[Start]

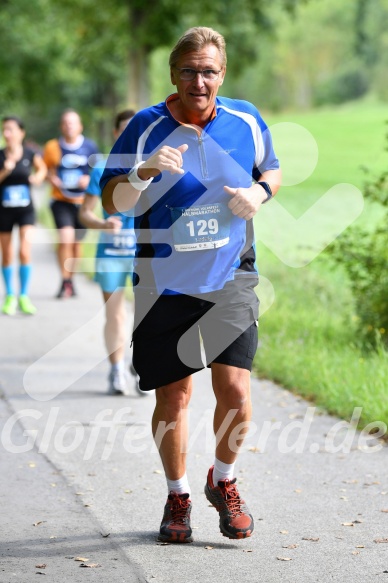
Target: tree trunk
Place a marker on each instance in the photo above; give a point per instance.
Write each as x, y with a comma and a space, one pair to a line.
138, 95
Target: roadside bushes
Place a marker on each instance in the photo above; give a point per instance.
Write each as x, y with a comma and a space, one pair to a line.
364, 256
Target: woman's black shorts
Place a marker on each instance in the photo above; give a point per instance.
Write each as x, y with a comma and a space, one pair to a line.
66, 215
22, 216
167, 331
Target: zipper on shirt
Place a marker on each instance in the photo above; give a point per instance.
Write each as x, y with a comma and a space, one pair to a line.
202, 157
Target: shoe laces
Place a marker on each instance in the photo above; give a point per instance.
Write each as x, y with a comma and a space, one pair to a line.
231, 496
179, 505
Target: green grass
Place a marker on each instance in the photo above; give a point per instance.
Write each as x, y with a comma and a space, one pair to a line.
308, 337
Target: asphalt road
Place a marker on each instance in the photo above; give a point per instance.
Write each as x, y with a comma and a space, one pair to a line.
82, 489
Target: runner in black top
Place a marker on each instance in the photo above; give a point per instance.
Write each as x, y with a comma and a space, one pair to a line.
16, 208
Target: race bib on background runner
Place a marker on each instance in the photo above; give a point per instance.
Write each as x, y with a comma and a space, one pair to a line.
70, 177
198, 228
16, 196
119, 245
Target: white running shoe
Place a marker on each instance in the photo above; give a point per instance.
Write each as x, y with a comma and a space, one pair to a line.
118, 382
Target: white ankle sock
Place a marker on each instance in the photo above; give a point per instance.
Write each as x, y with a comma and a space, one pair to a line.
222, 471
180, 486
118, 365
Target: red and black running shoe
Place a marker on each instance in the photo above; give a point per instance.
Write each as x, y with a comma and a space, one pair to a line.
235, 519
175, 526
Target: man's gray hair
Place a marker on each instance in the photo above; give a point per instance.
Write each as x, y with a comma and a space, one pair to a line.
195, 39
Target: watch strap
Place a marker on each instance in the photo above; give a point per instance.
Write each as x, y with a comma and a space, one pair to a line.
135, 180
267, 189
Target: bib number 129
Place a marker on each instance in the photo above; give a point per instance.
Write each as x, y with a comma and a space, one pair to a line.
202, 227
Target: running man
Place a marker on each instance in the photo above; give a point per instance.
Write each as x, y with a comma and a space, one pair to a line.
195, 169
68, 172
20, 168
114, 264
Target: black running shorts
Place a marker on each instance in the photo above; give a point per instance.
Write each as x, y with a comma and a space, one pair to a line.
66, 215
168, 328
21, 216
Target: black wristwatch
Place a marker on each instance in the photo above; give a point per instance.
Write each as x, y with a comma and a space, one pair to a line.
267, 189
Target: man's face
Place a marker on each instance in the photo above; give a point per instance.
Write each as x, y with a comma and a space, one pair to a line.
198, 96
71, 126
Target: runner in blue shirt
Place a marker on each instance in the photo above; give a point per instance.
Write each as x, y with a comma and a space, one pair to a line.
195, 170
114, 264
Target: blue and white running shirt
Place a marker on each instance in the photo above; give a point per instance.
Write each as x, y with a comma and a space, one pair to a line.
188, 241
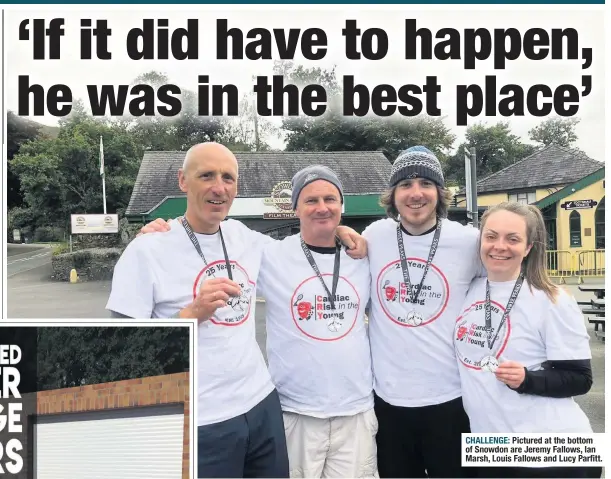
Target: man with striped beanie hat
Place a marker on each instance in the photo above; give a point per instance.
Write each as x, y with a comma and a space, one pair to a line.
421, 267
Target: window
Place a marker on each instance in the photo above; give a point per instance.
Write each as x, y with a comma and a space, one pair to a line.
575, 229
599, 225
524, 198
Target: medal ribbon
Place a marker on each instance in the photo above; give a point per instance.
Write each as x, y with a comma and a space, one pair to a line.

[End]
[Start]

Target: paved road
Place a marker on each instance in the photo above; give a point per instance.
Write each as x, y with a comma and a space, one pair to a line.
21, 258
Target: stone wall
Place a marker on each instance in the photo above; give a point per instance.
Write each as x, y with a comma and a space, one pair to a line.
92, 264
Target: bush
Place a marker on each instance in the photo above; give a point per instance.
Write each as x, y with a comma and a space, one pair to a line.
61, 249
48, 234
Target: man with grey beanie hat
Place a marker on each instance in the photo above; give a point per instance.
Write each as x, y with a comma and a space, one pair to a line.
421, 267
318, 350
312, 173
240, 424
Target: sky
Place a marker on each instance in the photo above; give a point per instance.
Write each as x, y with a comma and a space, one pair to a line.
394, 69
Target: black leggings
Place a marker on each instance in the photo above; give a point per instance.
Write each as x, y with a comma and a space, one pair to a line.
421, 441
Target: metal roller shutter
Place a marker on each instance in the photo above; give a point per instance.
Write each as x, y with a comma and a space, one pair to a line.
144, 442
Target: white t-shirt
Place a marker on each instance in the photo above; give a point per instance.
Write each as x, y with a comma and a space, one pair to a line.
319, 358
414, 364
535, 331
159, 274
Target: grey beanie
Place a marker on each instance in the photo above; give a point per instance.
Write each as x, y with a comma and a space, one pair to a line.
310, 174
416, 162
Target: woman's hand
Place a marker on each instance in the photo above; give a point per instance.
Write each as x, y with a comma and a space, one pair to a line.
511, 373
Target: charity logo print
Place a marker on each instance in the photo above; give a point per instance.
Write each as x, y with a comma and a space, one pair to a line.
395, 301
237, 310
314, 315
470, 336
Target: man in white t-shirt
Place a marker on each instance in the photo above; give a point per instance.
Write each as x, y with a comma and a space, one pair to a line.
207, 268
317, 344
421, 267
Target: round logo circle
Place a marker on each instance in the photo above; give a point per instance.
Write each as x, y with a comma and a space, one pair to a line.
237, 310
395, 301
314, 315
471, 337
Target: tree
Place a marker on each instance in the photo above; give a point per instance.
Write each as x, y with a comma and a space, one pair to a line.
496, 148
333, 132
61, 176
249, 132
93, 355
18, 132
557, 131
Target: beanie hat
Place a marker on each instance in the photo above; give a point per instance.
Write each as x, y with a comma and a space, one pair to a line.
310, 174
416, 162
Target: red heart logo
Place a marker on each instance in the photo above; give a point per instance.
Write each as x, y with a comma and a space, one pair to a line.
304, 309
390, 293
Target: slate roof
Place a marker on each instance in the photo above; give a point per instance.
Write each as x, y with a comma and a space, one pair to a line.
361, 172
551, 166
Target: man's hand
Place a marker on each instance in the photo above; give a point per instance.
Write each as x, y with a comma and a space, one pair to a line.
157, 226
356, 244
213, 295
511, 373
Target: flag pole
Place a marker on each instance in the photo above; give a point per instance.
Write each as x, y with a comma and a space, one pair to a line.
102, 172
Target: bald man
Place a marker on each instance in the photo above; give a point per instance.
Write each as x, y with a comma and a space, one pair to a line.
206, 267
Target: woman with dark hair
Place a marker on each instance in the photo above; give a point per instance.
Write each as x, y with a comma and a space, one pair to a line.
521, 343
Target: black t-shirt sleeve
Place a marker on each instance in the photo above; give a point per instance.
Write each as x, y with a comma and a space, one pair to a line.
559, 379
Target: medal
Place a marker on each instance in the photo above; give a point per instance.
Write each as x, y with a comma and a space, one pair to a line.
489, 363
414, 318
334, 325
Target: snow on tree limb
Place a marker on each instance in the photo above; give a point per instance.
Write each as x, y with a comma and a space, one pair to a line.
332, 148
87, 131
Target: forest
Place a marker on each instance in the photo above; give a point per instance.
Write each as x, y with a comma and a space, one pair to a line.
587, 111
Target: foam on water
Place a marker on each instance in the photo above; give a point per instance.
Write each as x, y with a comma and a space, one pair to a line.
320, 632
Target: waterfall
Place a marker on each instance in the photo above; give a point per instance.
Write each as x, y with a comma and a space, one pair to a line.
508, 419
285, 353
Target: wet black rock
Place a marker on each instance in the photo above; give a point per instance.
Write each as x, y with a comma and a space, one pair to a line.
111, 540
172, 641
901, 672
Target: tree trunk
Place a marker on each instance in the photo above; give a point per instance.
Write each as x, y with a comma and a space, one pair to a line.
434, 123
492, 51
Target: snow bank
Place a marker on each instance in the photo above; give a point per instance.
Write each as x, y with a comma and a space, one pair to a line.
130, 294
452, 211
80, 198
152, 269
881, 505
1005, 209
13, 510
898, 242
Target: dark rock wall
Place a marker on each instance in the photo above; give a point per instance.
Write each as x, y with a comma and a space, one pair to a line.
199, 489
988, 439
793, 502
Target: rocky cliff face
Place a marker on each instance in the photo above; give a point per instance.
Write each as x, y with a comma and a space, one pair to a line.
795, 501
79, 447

[End]
[Start]

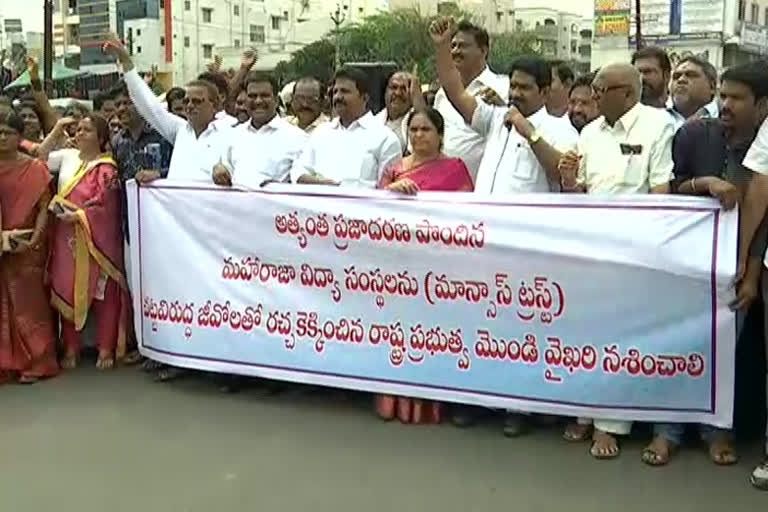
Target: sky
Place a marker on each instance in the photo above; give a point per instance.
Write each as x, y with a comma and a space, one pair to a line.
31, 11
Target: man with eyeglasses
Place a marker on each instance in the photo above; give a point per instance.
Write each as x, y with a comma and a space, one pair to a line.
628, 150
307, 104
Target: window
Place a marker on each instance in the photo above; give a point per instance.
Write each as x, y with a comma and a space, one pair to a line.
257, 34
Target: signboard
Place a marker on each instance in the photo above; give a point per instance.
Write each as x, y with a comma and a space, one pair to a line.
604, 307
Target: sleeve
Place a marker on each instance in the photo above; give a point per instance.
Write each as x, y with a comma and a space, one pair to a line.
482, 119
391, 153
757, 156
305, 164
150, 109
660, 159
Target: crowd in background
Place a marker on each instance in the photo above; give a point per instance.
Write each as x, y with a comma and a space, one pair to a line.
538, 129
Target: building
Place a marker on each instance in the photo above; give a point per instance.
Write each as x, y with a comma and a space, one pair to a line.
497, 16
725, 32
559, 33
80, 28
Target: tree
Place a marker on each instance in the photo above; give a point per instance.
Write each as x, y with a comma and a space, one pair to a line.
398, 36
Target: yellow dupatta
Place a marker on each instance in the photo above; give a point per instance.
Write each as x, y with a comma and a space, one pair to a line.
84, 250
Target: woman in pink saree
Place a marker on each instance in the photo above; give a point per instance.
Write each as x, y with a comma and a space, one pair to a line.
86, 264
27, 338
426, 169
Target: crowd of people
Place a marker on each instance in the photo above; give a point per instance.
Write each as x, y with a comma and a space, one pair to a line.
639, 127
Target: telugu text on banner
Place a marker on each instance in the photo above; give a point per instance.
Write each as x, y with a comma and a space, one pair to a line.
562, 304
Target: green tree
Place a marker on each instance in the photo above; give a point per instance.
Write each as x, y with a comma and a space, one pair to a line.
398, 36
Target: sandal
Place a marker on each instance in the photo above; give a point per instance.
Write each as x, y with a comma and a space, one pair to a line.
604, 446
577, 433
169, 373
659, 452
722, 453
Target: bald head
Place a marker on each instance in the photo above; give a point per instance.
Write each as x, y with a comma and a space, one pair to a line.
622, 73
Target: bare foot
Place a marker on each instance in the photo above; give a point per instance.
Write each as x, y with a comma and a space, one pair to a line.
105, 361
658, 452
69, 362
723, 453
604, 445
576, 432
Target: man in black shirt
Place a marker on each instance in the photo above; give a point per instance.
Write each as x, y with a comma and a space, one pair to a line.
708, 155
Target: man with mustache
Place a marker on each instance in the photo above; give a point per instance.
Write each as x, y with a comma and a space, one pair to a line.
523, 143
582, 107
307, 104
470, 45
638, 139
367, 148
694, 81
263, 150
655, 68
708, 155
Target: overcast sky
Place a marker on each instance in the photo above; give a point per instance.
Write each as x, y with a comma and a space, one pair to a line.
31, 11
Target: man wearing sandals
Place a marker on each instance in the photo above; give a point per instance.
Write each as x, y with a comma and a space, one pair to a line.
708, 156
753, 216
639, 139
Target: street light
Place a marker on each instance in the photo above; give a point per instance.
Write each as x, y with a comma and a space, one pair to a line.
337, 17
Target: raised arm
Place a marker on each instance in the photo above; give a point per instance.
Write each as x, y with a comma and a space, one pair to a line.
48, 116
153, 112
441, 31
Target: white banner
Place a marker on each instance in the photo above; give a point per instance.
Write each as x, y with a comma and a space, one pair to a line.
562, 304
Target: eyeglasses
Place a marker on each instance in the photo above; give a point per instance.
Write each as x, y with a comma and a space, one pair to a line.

[End]

▶ **EXERCISE DIRECTIONS**:
Report every line in the three blocks above that contains the string "face", copying each one in full. Case counts.

▶ **EXERCISE OUTPUT**:
Target: man's face
Target: rocky cliff face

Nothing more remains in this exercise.